The task:
In the data below, find the line containing "In this exercise you will spot each instance of the tree"; reproduce that line and all subsequent lines exactly, and nothing else.

[[ Dataset open ]]

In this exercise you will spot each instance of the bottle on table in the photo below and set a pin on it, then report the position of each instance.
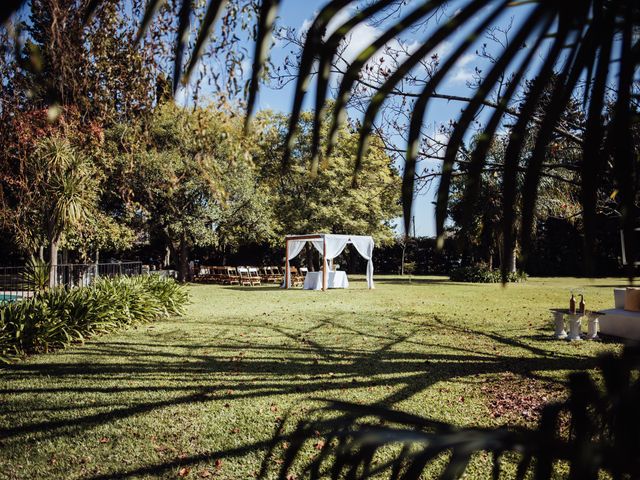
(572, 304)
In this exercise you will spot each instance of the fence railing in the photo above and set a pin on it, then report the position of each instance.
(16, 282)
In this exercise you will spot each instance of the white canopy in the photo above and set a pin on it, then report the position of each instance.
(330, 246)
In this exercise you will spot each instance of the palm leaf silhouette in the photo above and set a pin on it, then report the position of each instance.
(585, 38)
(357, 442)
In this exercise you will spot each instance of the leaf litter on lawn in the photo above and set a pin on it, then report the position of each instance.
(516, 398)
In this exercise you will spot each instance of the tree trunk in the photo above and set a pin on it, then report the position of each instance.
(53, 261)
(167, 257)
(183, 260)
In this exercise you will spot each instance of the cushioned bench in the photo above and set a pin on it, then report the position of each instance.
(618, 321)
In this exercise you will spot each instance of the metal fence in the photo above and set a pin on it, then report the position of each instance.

[[ Dataset closed ]]

Exercise answer:
In this exercise you will spot each instance of the tree trunk in the photo above and set a pin on it, then report the position of each instance.
(53, 261)
(167, 257)
(183, 260)
In this exercise you will spot each instance of the cushioned bench in the photo above and set a pin on it, then report the position of each instance.
(618, 321)
In this exercise you will spot each instance of the metal fence in the photo above and set a pin on it, then report the position of each instance.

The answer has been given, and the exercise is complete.